Without including any images, please transcribe all the lines below exactly.
(DATA RECORDS)
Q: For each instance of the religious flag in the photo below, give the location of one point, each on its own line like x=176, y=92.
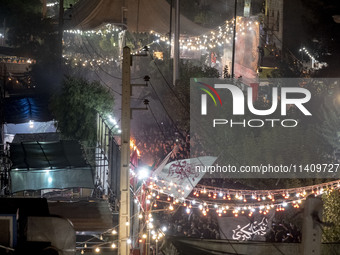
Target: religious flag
x=245, y=228
x=183, y=175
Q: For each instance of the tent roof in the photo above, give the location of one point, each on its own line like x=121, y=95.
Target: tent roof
x=47, y=155
x=23, y=109
x=141, y=17
x=49, y=165
x=88, y=216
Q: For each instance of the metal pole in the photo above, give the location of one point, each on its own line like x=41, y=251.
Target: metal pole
x=176, y=44
x=234, y=40
x=124, y=208
x=61, y=30
x=170, y=29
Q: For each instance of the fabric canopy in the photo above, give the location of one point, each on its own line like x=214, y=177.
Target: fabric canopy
x=49, y=165
x=91, y=14
x=22, y=110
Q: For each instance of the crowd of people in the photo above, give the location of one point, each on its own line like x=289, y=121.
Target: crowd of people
x=283, y=232
x=192, y=225
x=155, y=144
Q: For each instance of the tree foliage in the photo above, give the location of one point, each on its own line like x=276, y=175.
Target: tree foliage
x=75, y=108
x=331, y=215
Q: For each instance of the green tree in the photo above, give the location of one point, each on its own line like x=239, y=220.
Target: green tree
x=75, y=108
x=331, y=215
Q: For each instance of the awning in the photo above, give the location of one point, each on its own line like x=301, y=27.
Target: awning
x=23, y=109
x=49, y=165
x=86, y=216
x=91, y=14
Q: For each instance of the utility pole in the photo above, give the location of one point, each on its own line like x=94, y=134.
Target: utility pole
x=176, y=44
x=234, y=41
x=60, y=31
x=124, y=207
x=312, y=226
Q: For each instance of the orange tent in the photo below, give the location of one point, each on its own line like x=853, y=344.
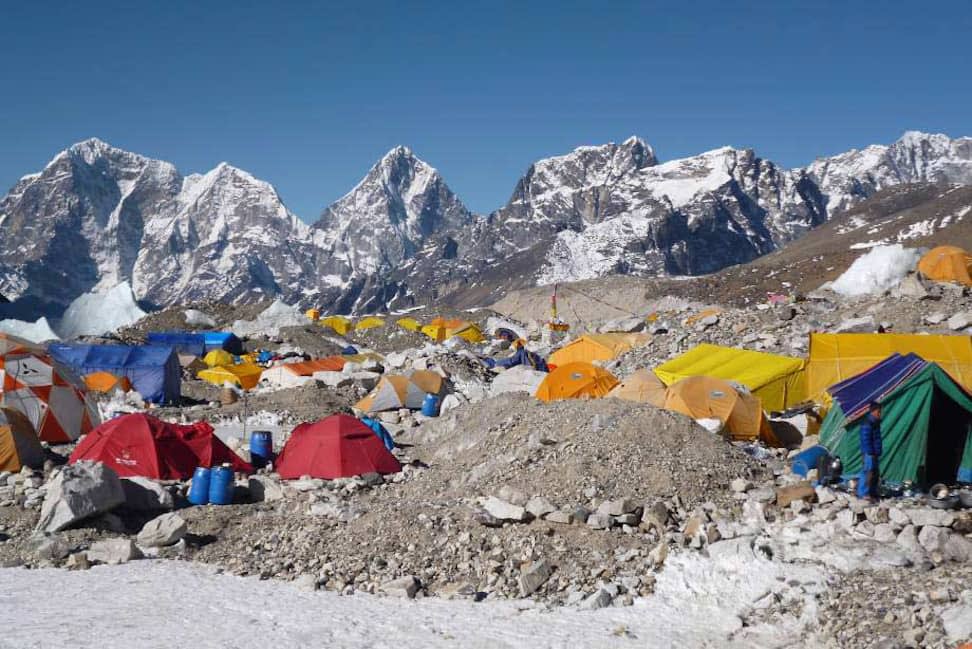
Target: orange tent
x=576, y=381
x=642, y=386
x=106, y=382
x=396, y=391
x=704, y=397
x=947, y=264
x=19, y=446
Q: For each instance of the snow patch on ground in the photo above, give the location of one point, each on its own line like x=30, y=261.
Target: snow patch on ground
x=877, y=271
x=99, y=313
x=698, y=602
x=35, y=332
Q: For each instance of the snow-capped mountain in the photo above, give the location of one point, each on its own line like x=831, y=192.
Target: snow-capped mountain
x=401, y=208
x=97, y=216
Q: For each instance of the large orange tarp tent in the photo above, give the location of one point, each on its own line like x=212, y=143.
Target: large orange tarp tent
x=597, y=347
x=836, y=357
x=947, y=264
x=106, y=382
x=704, y=397
x=576, y=381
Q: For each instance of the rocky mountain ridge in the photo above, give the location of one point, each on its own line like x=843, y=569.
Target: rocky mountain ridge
x=97, y=215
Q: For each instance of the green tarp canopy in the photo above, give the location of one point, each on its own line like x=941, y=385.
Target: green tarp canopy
x=926, y=428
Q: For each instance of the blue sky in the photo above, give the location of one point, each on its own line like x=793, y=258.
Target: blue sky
x=309, y=97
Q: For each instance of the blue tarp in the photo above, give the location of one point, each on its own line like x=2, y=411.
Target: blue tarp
x=197, y=344
x=854, y=394
x=153, y=369
x=183, y=341
x=223, y=340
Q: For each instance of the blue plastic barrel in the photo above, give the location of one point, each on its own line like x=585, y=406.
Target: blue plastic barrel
x=261, y=448
x=430, y=407
x=199, y=488
x=806, y=460
x=221, y=486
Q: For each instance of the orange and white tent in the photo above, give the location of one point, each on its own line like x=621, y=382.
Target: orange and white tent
x=394, y=392
x=48, y=393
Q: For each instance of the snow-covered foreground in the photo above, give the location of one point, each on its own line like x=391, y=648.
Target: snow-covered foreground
x=168, y=603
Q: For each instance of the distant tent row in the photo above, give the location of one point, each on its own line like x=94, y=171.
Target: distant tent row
x=197, y=344
x=590, y=348
x=153, y=370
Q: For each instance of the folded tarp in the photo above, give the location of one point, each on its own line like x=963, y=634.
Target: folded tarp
x=778, y=381
x=153, y=370
x=836, y=357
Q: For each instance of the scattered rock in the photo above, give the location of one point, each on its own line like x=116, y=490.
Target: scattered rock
x=113, y=551
x=79, y=491
x=163, y=530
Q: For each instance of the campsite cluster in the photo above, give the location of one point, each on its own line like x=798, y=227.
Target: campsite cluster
x=402, y=464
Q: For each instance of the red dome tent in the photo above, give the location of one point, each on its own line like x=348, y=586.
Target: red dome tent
x=140, y=445
x=339, y=446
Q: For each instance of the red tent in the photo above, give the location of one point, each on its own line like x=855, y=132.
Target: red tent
x=339, y=446
x=140, y=445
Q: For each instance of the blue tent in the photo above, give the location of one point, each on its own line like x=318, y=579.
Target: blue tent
x=226, y=340
x=153, y=369
x=183, y=341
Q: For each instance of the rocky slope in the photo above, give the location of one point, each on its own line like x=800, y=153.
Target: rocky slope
x=97, y=215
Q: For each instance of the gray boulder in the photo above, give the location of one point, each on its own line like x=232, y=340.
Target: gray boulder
x=146, y=495
x=77, y=492
x=164, y=530
x=113, y=551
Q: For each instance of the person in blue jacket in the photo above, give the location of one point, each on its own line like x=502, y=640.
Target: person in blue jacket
x=871, y=449
x=521, y=355
x=380, y=431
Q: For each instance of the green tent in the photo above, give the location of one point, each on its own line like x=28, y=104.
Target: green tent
x=926, y=428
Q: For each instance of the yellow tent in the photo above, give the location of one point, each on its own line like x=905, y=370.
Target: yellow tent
x=576, y=381
x=642, y=386
x=778, y=381
x=409, y=323
x=244, y=375
x=947, y=264
x=597, y=347
x=835, y=357
x=371, y=322
x=338, y=323
x=703, y=397
x=218, y=358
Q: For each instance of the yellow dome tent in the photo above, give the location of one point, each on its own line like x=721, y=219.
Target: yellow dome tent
x=643, y=387
x=338, y=323
x=778, y=381
x=947, y=264
x=245, y=375
x=576, y=381
x=704, y=397
x=371, y=322
x=409, y=323
x=218, y=358
x=597, y=347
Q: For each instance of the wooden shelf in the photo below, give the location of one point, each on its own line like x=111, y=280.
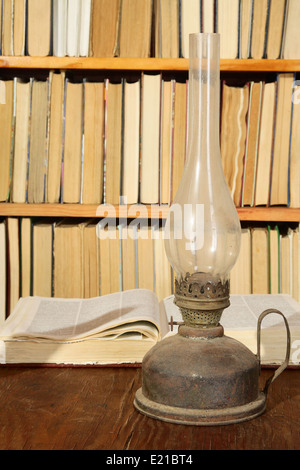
(End DATA RECORDS)
YOUR SOLUTION –
Q: For each instance of the religious flag in the photo below, give the location of one point, each on its own line like x=176, y=92.
Target: religious flag
x=245, y=228
x=183, y=175
Q: For each instance of the tent roof in the photo above, give the location of one point, each on its own line like x=121, y=95.
Target: tent roof
x=47, y=155
x=23, y=109
x=141, y=17
x=49, y=165
x=88, y=216
Q: For each instance of the metal pole in the photo above, give the location of one point, each on its own line like x=41, y=251.
Target: metal pole
x=176, y=44
x=234, y=40
x=124, y=208
x=61, y=30
x=170, y=29
Q: For each instance of the fabric canopy in the photo above, give the location of one point, each on its own line like x=214, y=177.
Target: fabric canopy
x=49, y=165
x=91, y=14
x=22, y=110
Q: For each instance of the crowd of people in the photo above, give the location of one point, each on its own line like x=289, y=121.
Target: crowd of people
x=283, y=232
x=192, y=225
x=155, y=144
Q: For each instance of the tree foliage in the photo above, give the location of one point, each on its own line like x=276, y=175.
Target: tree foliage
x=75, y=108
x=331, y=215
Q: For each instance of the green tree in the photo above, give the location of one point, each on its own line like x=239, y=220.
Target: green tree
x=75, y=108
x=331, y=215
Q: For each instance of the awning in the photo above, give the location of one point, each on its own line like x=301, y=27.
Target: awning
x=23, y=109
x=49, y=165
x=86, y=216
x=91, y=14
Q: For each instance of the utility pole in the photo above, give the location of one point, each on its own line like x=94, y=134.
Target: utility pole
x=176, y=44
x=234, y=41
x=60, y=31
x=124, y=207
x=312, y=226
Q: For each instance of the orange tent in the photo below, give the location of one point, each on its own line like x=853, y=344.
Target: orange tent
x=576, y=381
x=642, y=386
x=106, y=382
x=396, y=391
x=704, y=397
x=947, y=264
x=19, y=446
Q: For each instance of the snow patch on ground in the photo above, give the location of one point, each on its own line like x=30, y=261.
Target: snow patch on ground
x=877, y=271
x=99, y=313
x=698, y=602
x=35, y=332
Q: For each instance of the snow-capped mountain in the photo above, give the location of one point, each on its own line like x=831, y=192.
Target: snow-capped mountain
x=401, y=208
x=97, y=216
Q: For each instance of the large orange tarp tent in the photo above, give the location of one point, each on its own line like x=212, y=143.
Target: large orange tarp tent
x=597, y=347
x=836, y=357
x=947, y=264
x=106, y=382
x=704, y=397
x=576, y=381
Q: For each instance of the rocky mountain ridge in the photo above, give the location of one point, each on its own line like x=843, y=569.
Target: rocky mountain ridge
x=97, y=215
Q: For each instance of the green tarp canopy in the photo above, give the location of one point, each on its own line like x=941, y=385.
Target: green tarp canopy
x=926, y=428
Q: For each instance of the blue sky in the photo above, give the location of one point, each on its own line like x=793, y=258.
Target: blue sky
x=309, y=97
Q: For each instance of the blue tarp in the photo above, give the location of one point, each on its own line like x=2, y=411.
Target: blue tarp
x=197, y=344
x=854, y=394
x=153, y=369
x=183, y=341
x=223, y=340
Q: For each instance of the blue plastic barrel in the photo above, give the location of one point, each on its own line like x=585, y=406.
Target: blue plastic barrel
x=261, y=448
x=430, y=407
x=199, y=488
x=806, y=460
x=221, y=486
Q: For each instance of the orange and white tent in the photo above, give the location of one point, each on its own line like x=621, y=382.
Target: orange and white tent
x=394, y=392
x=48, y=393
Q: For each instance of the snow-covered foreground in the photo above, give the location of one point, each on its own line like x=391, y=648.
Target: snow-covered foreground
x=168, y=603
Q: For each instance of the distant tent row in the photo above, give the location of one point, each on its own line like x=94, y=171.
Target: distant tent row
x=197, y=344
x=590, y=348
x=153, y=370
Q: For each instance of the folded tarp in the photo above, give the location of one point, each on its own line like x=963, y=634.
Target: folded tarp
x=778, y=381
x=153, y=370
x=836, y=357
Q: For each instance of the scattered rock in the photo above, give the location of one point, each on its own line like x=116, y=490.
Target: scattered rock
x=113, y=551
x=79, y=491
x=163, y=530
Q: For each instance of the campsite cluster in the photo above, give the location of one point, each on its own line like x=798, y=227.
Target: campsite cluster
x=402, y=464
Q: For each instance of the red dome tent in the photo above, give the location of one point, each on its own line like x=348, y=586.
Target: red dome tent
x=140, y=445
x=339, y=446
Q: For each instance of the red tent in the photo above, give the location of one point, each on its own line like x=855, y=132.
Target: red tent
x=339, y=446
x=140, y=445
Q: For each instance of the blue tent in the photo above, give the location of one point, each on its own line like x=318, y=579.
Target: blue tent
x=226, y=340
x=153, y=369
x=183, y=341
Q: For each instance of the rocky slope in the photo above, give the location of one point, each on its own line like x=800, y=153.
Target: rocky slope
x=97, y=215
Q: For each instance of the gray boulder in the photo above, give the location of one point, each on its own line like x=232, y=340.
Target: gray boulder
x=146, y=495
x=77, y=492
x=164, y=530
x=113, y=551
Q: For each instance of the person in blue jacket in the photo above, give the location of one point, each on its own line like x=502, y=640.
Target: person in blue jacket
x=871, y=449
x=521, y=355
x=380, y=431
Q: For each instance of the green tent in the photo above, give the location of one point, each on its own line like x=28, y=104.
Target: green tent
x=926, y=428
Q: For each instance of the yellow tent in the photo above, give the location of one point, each on its own line like x=905, y=370.
Target: yellow tent
x=576, y=381
x=642, y=386
x=778, y=381
x=409, y=323
x=244, y=375
x=947, y=264
x=597, y=347
x=835, y=357
x=371, y=322
x=338, y=323
x=703, y=397
x=218, y=358
Q: For each instance of the yellow dome tent in the photo above, give the location of one point, each on its own line like x=721, y=219.
Target: yellow dome tent
x=643, y=387
x=338, y=323
x=778, y=381
x=947, y=264
x=245, y=375
x=576, y=381
x=704, y=397
x=371, y=322
x=409, y=323
x=218, y=358
x=597, y=347
Q: For each instance of the wooden shelf in the photo below, give the location of one point, each on its own line like x=111, y=280.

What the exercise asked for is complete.